**MATERIAL**.
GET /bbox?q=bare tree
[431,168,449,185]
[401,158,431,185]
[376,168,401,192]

* * *

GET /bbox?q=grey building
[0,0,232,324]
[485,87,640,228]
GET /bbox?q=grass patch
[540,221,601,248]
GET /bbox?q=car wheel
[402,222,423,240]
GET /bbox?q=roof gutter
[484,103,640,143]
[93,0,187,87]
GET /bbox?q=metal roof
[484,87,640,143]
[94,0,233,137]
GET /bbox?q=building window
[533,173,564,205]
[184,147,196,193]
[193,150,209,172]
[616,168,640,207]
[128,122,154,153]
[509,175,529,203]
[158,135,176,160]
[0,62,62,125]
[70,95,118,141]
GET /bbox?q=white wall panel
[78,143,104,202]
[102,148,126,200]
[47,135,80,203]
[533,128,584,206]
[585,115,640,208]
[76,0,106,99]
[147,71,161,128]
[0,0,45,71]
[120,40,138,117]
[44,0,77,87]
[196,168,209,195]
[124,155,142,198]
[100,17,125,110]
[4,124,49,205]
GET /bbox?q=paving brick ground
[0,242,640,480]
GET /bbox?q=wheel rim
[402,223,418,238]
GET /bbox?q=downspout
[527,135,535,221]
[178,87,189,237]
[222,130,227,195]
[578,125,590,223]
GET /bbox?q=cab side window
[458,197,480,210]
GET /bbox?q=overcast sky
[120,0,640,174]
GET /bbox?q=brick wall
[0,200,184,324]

**OBJECTIVE**. Can you take the lines starting with the one that contains "GET /bbox?q=roof gutter" and going on through the one that contains "[4,124,49,205]", change "metal roof" to "tin roof", and give back only those lines with nothing else altered?

**EXERCISE RESPONSE**.
GET /bbox?q=roof gutter
[484,103,640,143]
[93,0,187,87]
GET /bbox?q=tin roof
[484,87,640,143]
[94,0,233,137]
GET /bbox?q=building window
[533,173,564,205]
[184,147,196,193]
[193,150,209,172]
[616,168,640,207]
[128,122,154,153]
[509,175,529,203]
[158,135,176,160]
[0,62,62,125]
[70,95,118,141]
GET /bbox?q=white wall panel
[78,143,104,202]
[102,148,126,200]
[47,135,80,203]
[533,128,584,206]
[585,115,640,208]
[76,0,106,99]
[147,71,161,128]
[0,0,45,71]
[120,40,138,117]
[44,0,77,87]
[196,168,209,195]
[124,155,142,198]
[100,17,125,110]
[4,124,49,205]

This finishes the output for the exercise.